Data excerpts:

*** Begin section ***

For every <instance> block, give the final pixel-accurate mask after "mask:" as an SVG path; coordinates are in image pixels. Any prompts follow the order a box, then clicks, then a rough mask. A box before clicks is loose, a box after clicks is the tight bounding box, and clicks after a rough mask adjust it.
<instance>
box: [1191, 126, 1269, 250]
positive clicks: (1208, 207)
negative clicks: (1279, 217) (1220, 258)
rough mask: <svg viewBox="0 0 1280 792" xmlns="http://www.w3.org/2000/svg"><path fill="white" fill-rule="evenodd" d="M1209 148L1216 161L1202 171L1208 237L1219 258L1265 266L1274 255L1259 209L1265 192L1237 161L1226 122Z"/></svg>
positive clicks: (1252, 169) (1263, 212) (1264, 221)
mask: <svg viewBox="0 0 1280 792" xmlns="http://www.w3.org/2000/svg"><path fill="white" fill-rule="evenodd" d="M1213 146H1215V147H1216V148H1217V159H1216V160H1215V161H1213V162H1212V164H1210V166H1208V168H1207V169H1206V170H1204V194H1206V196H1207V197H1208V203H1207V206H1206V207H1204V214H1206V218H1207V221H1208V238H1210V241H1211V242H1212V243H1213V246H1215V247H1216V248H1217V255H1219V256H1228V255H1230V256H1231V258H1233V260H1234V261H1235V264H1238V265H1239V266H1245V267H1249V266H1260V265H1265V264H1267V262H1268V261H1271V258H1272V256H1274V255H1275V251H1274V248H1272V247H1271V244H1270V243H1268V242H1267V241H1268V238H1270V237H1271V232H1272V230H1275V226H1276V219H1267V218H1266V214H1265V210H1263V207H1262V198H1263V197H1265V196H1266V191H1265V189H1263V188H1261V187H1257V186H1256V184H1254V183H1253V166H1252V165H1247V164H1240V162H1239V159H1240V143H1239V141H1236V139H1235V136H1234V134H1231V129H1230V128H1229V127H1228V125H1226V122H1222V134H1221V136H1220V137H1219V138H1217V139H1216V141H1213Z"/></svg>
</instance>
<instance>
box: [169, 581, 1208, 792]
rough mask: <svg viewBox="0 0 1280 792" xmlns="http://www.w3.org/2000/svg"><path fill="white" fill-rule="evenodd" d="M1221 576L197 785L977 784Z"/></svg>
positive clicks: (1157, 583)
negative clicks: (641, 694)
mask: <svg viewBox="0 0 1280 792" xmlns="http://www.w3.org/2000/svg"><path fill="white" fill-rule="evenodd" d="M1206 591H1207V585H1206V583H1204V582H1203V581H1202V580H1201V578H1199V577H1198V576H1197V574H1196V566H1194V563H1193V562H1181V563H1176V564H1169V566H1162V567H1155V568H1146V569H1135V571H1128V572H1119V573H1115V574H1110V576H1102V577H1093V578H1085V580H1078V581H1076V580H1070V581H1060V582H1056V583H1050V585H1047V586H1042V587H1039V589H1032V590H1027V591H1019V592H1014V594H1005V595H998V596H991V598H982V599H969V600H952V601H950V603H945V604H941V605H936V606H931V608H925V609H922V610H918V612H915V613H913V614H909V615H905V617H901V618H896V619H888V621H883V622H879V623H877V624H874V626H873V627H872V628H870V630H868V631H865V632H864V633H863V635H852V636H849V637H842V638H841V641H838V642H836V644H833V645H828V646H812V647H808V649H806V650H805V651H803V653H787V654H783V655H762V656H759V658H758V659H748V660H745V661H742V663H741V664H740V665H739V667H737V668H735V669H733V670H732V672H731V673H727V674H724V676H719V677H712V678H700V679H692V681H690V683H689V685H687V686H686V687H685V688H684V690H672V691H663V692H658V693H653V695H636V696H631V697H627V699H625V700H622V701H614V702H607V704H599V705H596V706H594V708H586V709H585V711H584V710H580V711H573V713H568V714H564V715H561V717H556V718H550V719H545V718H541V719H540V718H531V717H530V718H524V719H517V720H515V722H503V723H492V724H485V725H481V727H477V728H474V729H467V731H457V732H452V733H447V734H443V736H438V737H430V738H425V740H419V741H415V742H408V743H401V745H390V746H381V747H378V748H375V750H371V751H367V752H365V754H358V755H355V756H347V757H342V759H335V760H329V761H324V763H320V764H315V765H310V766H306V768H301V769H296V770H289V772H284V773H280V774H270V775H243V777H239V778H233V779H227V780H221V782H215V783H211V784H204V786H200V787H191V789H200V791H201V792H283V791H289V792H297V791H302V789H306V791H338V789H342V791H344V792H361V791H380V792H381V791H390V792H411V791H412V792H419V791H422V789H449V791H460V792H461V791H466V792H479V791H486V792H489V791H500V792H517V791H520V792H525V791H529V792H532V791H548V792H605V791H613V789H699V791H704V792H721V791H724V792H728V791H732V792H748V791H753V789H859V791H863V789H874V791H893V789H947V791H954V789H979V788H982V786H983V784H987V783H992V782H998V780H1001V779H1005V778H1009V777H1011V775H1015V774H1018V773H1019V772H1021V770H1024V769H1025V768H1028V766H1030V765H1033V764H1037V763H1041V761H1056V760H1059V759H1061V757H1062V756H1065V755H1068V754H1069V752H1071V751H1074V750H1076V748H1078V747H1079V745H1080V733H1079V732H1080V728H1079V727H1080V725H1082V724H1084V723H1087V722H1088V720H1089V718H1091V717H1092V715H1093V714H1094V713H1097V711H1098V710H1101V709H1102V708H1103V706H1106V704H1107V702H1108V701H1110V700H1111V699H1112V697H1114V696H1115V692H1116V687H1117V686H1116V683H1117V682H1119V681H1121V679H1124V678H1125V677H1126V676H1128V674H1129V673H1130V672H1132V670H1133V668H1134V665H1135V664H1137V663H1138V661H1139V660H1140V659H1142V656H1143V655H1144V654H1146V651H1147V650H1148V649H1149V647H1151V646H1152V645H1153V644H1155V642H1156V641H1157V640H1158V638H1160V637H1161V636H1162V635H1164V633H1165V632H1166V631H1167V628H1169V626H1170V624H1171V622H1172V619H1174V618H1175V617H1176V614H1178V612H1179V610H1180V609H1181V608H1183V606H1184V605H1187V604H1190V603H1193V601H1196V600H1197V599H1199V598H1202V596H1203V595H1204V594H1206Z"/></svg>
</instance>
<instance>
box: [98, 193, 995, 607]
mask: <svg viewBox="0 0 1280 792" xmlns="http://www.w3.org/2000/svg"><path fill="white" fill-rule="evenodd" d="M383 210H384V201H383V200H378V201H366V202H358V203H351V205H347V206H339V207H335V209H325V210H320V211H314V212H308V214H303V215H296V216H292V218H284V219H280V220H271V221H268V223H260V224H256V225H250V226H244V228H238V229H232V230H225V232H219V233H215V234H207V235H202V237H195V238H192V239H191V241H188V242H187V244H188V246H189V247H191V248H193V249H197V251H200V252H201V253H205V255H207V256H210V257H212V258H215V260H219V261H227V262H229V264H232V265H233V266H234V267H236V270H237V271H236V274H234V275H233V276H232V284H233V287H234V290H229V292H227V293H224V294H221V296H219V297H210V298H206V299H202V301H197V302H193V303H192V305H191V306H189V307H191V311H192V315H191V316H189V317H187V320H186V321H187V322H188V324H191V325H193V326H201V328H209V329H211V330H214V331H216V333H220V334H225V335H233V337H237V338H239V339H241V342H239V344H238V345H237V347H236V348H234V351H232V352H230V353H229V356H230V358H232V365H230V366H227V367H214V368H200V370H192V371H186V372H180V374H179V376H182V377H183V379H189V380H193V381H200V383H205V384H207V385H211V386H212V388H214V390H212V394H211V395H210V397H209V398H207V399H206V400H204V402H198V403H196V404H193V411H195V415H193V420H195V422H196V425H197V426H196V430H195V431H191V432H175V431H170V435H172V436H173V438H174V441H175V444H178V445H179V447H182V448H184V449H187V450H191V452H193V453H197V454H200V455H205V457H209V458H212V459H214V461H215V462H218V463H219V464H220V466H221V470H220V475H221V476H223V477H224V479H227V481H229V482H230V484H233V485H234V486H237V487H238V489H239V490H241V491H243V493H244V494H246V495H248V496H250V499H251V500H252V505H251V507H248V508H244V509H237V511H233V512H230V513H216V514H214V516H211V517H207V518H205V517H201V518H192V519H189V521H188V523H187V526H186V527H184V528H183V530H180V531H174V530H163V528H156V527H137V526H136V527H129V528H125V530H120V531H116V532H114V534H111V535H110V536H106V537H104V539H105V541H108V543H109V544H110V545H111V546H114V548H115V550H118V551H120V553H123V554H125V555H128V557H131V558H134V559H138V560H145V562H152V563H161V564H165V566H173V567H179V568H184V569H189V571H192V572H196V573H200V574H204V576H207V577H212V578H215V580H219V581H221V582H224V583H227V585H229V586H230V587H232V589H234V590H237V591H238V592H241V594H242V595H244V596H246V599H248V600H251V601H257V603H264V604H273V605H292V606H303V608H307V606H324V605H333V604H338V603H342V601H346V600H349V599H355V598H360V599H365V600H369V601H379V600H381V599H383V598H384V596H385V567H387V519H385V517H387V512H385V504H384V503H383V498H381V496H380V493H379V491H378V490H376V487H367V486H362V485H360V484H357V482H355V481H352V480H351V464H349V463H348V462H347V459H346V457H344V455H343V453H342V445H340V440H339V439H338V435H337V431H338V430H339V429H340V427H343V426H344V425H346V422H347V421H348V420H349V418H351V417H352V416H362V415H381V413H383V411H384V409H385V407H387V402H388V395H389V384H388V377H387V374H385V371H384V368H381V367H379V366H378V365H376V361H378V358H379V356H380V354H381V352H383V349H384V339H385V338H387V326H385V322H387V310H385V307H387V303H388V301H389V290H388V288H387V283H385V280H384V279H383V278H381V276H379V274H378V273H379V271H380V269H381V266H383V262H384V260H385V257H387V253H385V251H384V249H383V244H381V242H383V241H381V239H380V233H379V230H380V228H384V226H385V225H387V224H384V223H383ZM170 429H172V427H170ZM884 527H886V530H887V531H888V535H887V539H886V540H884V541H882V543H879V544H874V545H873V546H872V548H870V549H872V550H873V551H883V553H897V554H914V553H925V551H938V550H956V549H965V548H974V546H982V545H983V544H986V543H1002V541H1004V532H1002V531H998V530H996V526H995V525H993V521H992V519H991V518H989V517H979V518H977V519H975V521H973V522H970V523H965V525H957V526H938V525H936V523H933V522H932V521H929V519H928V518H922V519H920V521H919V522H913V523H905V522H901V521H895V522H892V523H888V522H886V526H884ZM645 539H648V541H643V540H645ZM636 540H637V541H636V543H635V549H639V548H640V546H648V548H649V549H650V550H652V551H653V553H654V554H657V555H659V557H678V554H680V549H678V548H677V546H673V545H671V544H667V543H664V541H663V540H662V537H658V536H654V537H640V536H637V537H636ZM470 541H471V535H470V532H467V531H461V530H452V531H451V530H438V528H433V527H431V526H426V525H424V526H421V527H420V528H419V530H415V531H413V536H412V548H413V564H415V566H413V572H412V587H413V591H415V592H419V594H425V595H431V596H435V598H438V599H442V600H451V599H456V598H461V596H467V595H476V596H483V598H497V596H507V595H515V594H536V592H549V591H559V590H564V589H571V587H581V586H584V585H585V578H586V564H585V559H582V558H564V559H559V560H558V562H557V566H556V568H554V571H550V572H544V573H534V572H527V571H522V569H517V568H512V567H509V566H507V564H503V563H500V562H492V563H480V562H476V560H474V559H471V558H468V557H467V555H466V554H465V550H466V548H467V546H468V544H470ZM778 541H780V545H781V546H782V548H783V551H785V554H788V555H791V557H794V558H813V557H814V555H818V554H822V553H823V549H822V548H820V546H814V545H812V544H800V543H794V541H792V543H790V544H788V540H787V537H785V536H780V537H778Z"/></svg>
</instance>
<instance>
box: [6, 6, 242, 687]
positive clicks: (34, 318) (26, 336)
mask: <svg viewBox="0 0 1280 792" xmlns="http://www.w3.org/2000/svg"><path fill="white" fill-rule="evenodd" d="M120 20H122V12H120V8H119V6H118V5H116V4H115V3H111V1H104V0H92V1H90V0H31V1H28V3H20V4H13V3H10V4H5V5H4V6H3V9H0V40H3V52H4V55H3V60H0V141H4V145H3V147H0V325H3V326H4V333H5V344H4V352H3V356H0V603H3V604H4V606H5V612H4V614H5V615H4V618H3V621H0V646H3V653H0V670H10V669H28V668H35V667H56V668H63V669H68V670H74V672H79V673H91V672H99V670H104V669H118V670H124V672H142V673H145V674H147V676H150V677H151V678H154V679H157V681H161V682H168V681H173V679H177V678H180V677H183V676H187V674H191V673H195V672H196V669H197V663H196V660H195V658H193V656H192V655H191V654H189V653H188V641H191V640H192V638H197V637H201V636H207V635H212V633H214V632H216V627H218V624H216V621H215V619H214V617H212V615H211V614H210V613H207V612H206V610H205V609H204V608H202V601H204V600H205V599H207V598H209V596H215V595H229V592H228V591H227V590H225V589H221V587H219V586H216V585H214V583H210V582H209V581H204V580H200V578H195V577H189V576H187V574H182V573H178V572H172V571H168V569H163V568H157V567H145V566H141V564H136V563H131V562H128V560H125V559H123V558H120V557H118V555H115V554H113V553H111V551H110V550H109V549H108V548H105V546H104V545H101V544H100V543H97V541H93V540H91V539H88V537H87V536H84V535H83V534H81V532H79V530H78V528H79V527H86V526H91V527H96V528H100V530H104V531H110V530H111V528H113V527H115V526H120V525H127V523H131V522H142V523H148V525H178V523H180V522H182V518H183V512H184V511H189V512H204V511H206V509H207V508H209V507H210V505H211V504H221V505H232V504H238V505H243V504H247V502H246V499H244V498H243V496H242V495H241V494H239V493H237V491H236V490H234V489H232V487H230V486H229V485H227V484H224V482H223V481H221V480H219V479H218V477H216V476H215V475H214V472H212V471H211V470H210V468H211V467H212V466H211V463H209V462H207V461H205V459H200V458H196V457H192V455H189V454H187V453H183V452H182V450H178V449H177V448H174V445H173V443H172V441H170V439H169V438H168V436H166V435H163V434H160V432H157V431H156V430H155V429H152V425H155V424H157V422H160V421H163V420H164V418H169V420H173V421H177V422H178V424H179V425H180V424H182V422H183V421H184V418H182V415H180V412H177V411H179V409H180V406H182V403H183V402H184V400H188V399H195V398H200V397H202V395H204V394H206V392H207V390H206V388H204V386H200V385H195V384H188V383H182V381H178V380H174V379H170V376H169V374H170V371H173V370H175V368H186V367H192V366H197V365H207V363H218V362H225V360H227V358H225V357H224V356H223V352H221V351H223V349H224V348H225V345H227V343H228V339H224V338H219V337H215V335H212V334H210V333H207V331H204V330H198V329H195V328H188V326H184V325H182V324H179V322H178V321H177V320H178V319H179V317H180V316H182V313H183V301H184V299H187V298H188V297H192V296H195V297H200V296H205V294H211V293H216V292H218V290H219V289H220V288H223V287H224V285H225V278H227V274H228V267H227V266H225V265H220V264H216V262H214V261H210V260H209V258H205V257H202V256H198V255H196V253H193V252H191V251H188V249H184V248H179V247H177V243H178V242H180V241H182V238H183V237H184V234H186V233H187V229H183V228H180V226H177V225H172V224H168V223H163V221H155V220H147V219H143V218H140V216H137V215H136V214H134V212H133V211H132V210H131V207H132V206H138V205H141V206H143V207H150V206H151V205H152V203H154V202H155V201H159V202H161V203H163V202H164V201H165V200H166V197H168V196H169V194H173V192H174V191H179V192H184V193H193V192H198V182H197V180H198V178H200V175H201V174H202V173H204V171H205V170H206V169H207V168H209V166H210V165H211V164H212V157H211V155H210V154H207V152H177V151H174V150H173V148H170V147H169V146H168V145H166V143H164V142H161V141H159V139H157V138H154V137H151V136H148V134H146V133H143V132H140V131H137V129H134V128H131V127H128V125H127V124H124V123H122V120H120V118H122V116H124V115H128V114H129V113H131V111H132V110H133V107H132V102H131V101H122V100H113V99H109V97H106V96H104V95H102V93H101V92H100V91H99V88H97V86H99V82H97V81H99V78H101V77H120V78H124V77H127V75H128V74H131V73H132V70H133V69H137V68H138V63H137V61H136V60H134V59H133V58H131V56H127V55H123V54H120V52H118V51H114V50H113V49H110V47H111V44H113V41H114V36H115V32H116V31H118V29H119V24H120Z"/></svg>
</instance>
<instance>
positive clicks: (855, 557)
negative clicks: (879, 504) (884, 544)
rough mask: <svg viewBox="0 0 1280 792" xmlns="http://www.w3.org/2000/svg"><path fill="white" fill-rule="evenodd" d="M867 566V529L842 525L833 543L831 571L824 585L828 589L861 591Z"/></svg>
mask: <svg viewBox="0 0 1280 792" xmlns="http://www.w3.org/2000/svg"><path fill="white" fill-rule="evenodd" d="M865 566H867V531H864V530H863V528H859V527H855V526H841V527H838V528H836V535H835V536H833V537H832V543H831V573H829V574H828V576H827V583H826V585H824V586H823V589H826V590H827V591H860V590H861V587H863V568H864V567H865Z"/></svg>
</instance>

*** End section ***

- YOUR TASK -
Starting from the line that contains "negative clicks: (879, 504) (884, 544)", transcribe each line to the end of the records above. Please add nothing.

- RESULT FOR THIS EXERCISE -
negative clicks: (879, 504) (884, 544)
rough mask: <svg viewBox="0 0 1280 792" xmlns="http://www.w3.org/2000/svg"><path fill="white" fill-rule="evenodd" d="M867 566V529L842 525L833 543L831 571L824 585L828 589L861 591Z"/></svg>
mask: <svg viewBox="0 0 1280 792" xmlns="http://www.w3.org/2000/svg"><path fill="white" fill-rule="evenodd" d="M865 566H867V531H864V530H863V528H859V527H855V526H841V527H838V528H836V535H835V536H833V537H832V543H831V573H829V574H828V576H827V583H826V585H824V586H823V589H826V590H827V591H860V590H861V587H863V568H864V567H865Z"/></svg>
</instance>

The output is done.